**TESTO FORNITO:**
P. Manuel João, comboniano
Riflessione domenicale
dalla bocca della mia balena, la sla
La nostra croce è il pulpito della Parola
La vera novità è l’amore
Anno C – Tempo pasquale – 5a domenica
Letture: Atti 14,21-27; Salmo 144; Apocalisse 21,1-5;
Giovanni 13,31-35: “Vi do un comandamento nuovo: che vi amiate gli uni gli altri”
Con le ultime due domeniche del tempo pasquale entriamo nella preparazione immediata alle feste dell’Ascensione e della Pentecoste. Sono le domeniche del commiato. Il Vangelo di questa domenica e della prossima ci offre alcuni brani del discorso di addio di Gesù ai suoi discepoli durante l’ultima cena. Si tratta del suo testamento, prima della passione e morte.

**ESERCIZI:**
a: Indica se ciascuna affermazione concorda con la riflessione domenicale: (i) il Vangelo di questa domenica propone brani del discorso di addio di Gesù; (ii) le ultime due domeniche del tempo pasquale preparano al Natale; (iii) il discorso di addio viene pronunciato dopo la passione. Per ogni affermazione rispondi sì o no e cita le parole decisive del testo.
b: Secondo la riflessione domenicale, come vengono chiamate le ultime due domeniche del tempo pasquale?
c: Prosegui la riflessione domenicale a partire dall'ultima frase riportata.
Le voci provengono da una fonte diversa dalla riflessione domenicale.

(Etichette dei punti sugli oggetti)

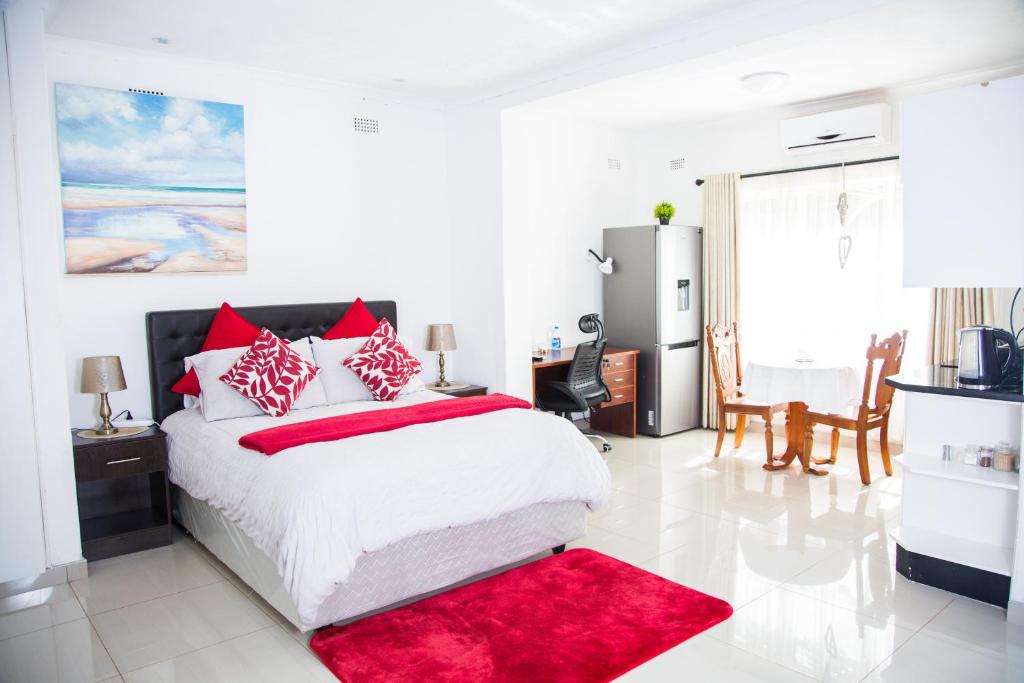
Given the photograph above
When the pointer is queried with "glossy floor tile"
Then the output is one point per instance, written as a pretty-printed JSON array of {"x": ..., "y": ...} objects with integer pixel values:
[
  {"x": 150, "y": 632},
  {"x": 65, "y": 653},
  {"x": 806, "y": 562},
  {"x": 38, "y": 609},
  {"x": 268, "y": 654},
  {"x": 131, "y": 579}
]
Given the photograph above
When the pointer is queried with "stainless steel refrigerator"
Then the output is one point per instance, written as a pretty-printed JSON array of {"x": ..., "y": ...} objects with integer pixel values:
[{"x": 652, "y": 301}]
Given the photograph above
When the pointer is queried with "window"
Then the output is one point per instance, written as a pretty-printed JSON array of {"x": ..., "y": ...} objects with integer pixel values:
[{"x": 795, "y": 298}]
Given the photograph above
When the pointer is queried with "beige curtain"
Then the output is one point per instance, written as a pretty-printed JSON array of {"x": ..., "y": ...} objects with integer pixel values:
[
  {"x": 952, "y": 308},
  {"x": 721, "y": 282}
]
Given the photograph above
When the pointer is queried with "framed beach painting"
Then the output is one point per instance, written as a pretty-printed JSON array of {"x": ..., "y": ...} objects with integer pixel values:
[{"x": 150, "y": 183}]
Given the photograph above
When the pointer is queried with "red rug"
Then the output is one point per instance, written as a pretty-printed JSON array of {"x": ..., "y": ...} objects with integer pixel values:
[{"x": 578, "y": 616}]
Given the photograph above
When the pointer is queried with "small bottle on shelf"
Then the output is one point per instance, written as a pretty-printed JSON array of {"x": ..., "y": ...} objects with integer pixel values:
[
  {"x": 1006, "y": 458},
  {"x": 556, "y": 338}
]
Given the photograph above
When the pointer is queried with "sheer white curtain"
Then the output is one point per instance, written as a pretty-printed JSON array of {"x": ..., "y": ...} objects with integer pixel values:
[{"x": 794, "y": 296}]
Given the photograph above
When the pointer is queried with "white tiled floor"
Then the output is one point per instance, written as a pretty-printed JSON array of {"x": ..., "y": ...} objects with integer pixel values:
[{"x": 805, "y": 561}]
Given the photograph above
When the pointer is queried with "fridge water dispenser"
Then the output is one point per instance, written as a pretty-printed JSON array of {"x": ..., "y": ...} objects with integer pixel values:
[{"x": 683, "y": 295}]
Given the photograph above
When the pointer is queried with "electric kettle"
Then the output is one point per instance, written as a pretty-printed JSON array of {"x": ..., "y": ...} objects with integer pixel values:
[{"x": 987, "y": 356}]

**RISPOSTE AGLI ESERCIZI:**
a:
(i) Sì: "ci offre alcuni brani del discorso di addio di Gesù ai suoi discepoli durante l’ultima cena".
(ii) No: "entriamo nella preparazione immediata alle feste dell’Ascensione e della Pentecoste".
(iii) No: "Si tratta del suo testamento, prima della passione e morte."

b: Sono le domeniche del commiato.

c:
Perché riprendere questi testi proprio nel tempo pasquale? La Chiesa segue l’antica tradizione di leggere, durante questo periodo, i cinque capitoli del Vangelo di Giovanni relativi all’ultima cena (dal capitolo 13 al 17), nei quali Gesù presenta il senso della sua morte e della sua “pasqua”.
Inoltre, potremmo dire che, trattandosi di un lascito, il testamento va aperto dopo la sua morte. Gesù lascia la sua eredità, i suoi beni, a noi, suoi eredi. Il suo lascito per eccellenza è il comandamento dell’amore, tema del brano evangelico odierno.
1. Una parola unisce le tre letture di oggi: NUOVO o NOVITÀ.
- Nella prima lettura, dagli Atti degli Apostoli, troviamo la novità raccontata da Paolo e Barnaba alla Chiesa di Antiochia, che li aveva inviati in missione: “come Dio avesse aperto ai pagani la porta della fede”;
- Nella seconda lettura, tratta dall’Apocalisse, Giovanni vede “un cielo nuovo e una terra nuova” e “la città santa, la Gerusalemme nuova, scendere dal cielo, da Dio”, e sente la Voce che dice: “Ecco, io faccio nuove tutte le cose”;
- Nel Vangelo, Gesù ci dà “un comandamento nuovo”.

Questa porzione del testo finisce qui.